-- ARBEITSAUFTRAG 1 --
Gib den Text über MOTUM wortgetreu wieder. Setze bei den Worten „Bewegungsabläufe sichtbar und“ ein und höre nach „geknackt und optimiert.“ auf.
-- ARBEITSAUFTRAG 2 --
Welchen Beruf übt Reinhard Huber laut dem Text über MOTUM aus?

-- LESETEXT --
════════════════

Bewegungsabläufe sichtbar und Menschen dabei zu unterstützen, sie spielerisch richtig zu machen, ist das Ziel von MOTUM. Im Speziallabor für Bewegungswissenschaft wird die individuelle Bewegungs-DNA geknackt und optimiert.
Durchaus verrückt. Der Geistesblitz traf sie sitzend. „Ja, die Vision ist auf einer Bank am Weg auf die Umbrüggler Alm entstanden“, weiß Gerald Schwaninger. Schwaninger ist CEO von Motum, dem Human Performance Institute in Innsbruck. Er erzählt diese Geschichte gerne, schließlich steckt der Startschuss für seinen Traumjob in ihr. Und die Geschichte ist ja auch gut. „Christian Fink und sein mitbester Freund Reinhard Huber hatten auf dieser Bank darüber gesprochen, dass es doch eine Möglichkeit geben müsse, Bewegungsabläufe auf Grundlage von wissenschaftlichen Daten messbar und sichtbar zu machen“, erzählt Schwaninger. Das Gesprächsthema ist nicht unbedingt ein Klassiker auf einer kleinen Wanderrunde mit Freunden. Doch Christian Fink ist Facharzt für Unfallchirurgie und Sporttraumatologie. Reinhard Huber ist Physiotherapeut. Bewegungen sind „ihr Ding“ – berufsbedingt natürlich vor allem jene Bewegungen, die nach Verletzungen oder Operationen wieder schmerzfrei, locker, stark und vor allem richtig fließen sollen. Nicht nur für Sportler ist das der Schlüssel zum Comeback. Der Bewegungsapparat trägt alle Menschen – den ganzen Tag, ein Leben lang. Wer sich falsch bewegt, ein Bein beispielsweise stärker belastet als das andere oder in der Ausübung des Berufes verflixte Fehlhaltungen einnimmt, kann das irgendwann in Form von schmerzhaften Abnützungen zu spüren bekommen. „Kleinigkeiten können der Auslöser sein. Zum Beispiel, wenn eine Kellnerin das Tablett immer nur mit der rechten Hand trägt und dann Schulterschmerzen bekommt“, macht Schwaninger auf Haltungsschwächen aufmerksam, die zu Haltungsschäden führen können.

════════════════

-- DATENSATZAUSZÜGE --
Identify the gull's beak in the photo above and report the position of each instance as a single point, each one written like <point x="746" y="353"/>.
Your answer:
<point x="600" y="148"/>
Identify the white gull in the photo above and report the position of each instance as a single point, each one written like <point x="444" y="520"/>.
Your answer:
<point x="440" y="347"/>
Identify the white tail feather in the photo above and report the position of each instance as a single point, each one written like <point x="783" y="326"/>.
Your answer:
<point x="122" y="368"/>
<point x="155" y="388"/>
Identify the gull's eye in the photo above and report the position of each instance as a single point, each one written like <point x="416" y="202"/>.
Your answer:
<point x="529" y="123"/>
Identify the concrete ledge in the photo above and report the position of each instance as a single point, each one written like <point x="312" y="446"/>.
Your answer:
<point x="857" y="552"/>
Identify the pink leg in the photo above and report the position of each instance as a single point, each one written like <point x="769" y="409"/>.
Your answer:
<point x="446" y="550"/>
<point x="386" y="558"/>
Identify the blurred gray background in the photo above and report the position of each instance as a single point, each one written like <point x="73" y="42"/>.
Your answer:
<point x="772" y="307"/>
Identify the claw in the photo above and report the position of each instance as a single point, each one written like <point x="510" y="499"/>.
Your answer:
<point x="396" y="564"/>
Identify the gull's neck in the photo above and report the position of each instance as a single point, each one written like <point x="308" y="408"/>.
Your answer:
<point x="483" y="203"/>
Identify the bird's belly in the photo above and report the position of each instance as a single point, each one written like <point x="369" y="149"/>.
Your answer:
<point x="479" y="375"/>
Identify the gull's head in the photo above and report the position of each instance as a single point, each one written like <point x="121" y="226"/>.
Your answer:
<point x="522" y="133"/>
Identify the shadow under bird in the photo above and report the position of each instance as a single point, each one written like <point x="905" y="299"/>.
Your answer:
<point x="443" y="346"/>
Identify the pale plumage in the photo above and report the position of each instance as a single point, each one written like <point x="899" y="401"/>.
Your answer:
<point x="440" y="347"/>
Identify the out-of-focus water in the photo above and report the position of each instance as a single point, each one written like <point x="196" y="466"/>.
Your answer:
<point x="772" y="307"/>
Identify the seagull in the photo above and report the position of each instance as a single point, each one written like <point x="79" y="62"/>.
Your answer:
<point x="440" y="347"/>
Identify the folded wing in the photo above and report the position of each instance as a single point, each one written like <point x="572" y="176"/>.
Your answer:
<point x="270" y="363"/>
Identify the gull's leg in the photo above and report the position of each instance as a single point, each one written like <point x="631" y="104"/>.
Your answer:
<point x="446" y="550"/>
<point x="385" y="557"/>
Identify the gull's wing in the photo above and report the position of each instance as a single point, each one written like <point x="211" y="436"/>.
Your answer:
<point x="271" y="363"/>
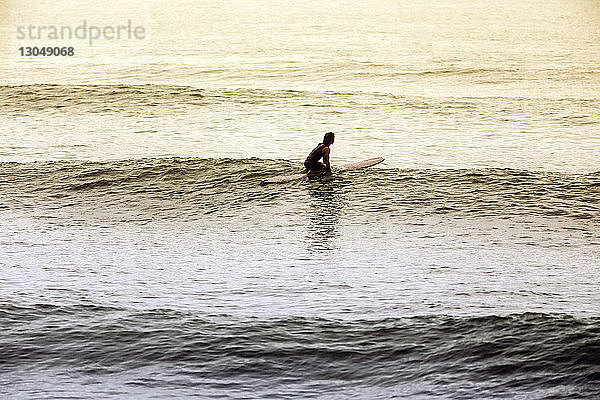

════════════════

-- ERGEBNIS 1 --
Bewegungsabläufe sichtbar und Menschen dabei zu unterstützen, sie spielerisch richtig zu machen, ist das Ziel von MOTUM. Im Speziallabor für Bewegungswissenschaft wird die individuelle Bewegungs-DNA geknackt und optimiert.

-- ERGEBNIS 2 --
Er ist Physiotherapeut.